[SHORT EXERCISE 1]
Answer these questions using the court opinion excerpt:
(a) What is the name of the free weekly newspaper that the taxpayer distributes?
(b) How often does the newspaper include a coupon book?
(c) Roughly what percentage of the newspaper is made up of central Vermont news content?
[SHORT EXERCISE 2]
Copy out a passage from the court opinion excerpt word for word. Begin at the words "William H. Sorrell, Attorney" and stop after "and Robinson, JJ.".
* begin EXCERPT PROVIDED *
William H. Sorrell, Attorney General, and John McAllister, Assistant Attorney General,
Montpelier, for Defendant-Appellee.
PRESENT: Reiber, C.J., Dooley, Skoglund, Burgess and Robinson, JJ.
¶ 1. SKOGLUND, J. Taxpayer distributes a free weekly newspaper in central Vermont called The World. Once a month, the newspaper includes a coupon book, produced and printed by taxpayer, that features coupons for local businesses. The Commissioner of Taxes concluded that the coupon books are not “component parts” of the newspaper, and therefore the cost of printing the coupon books is “not exempt from sales and use tax.” The superior court affirmed. We, too, affirm.
¶ 2. The following facts are drawn from the parties’ stipulation before the Commissioner. Taxpayer publishes The World and distributes it for free to households and newsstands throughout central Vermont. The content of The World focuses on central Vermont news; approximately 35% of the newspaper consists of such content, with the remainder consisting of advertising. Substantially all of The World’s revenues are generated from advertising sales.
* end EXCERPT PROVIDED *
* begin GIVEN RECORDS *
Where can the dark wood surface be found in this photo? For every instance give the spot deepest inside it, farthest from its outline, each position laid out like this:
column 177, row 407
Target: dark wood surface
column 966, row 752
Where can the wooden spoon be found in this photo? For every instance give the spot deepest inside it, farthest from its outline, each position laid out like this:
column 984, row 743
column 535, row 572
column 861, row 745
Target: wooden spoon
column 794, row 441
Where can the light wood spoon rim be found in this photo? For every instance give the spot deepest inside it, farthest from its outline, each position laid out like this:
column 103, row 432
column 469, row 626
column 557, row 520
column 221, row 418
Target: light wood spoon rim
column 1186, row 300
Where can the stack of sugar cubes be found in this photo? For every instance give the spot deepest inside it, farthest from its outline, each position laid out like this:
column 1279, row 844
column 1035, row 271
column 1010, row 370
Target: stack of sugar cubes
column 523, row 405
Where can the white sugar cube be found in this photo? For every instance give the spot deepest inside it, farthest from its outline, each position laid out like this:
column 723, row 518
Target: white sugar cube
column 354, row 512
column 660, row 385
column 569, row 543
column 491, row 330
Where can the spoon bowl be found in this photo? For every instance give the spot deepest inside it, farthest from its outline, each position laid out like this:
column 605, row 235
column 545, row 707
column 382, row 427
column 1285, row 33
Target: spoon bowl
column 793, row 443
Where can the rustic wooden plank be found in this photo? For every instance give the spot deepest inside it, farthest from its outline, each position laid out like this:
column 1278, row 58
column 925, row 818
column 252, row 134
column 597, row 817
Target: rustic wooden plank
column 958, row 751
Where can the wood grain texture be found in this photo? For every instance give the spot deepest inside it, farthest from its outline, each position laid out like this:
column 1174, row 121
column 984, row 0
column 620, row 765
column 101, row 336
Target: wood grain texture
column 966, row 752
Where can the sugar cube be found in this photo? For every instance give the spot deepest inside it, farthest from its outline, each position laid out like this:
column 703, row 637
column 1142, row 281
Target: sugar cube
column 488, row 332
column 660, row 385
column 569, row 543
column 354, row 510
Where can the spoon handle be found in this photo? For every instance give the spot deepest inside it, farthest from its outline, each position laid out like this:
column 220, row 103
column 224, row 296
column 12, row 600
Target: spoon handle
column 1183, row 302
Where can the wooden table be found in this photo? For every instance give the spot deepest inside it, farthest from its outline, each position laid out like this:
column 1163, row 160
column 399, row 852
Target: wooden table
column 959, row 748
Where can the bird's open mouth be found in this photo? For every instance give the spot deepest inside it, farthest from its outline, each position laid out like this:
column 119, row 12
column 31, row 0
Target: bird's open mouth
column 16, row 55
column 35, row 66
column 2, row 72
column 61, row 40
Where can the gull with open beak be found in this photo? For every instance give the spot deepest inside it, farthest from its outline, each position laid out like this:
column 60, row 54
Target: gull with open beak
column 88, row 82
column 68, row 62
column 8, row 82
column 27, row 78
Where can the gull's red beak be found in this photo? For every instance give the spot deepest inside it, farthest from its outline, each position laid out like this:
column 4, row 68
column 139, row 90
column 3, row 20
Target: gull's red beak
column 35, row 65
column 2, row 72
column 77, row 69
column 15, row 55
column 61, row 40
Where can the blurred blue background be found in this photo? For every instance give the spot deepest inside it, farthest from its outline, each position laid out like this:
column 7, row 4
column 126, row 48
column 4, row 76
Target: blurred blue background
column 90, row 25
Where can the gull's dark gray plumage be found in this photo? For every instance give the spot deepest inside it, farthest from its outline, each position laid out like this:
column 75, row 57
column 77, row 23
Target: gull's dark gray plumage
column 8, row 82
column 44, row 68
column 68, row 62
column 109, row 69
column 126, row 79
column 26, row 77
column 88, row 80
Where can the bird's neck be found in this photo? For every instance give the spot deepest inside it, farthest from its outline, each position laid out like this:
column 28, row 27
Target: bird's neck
* end GIVEN RECORDS *
[REPLY 1]
(a) The World
(b) Once a month
(c) Approximately 35%

[REPLY 2]
William H. Sorrell, Attorney General, and John McAllister, Assistant Attorney General,
Montpelier, for Defendant-Appellee.
PRESENT: Reiber, C.J., Dooley, Skoglund, Burgess and Robinson, JJ.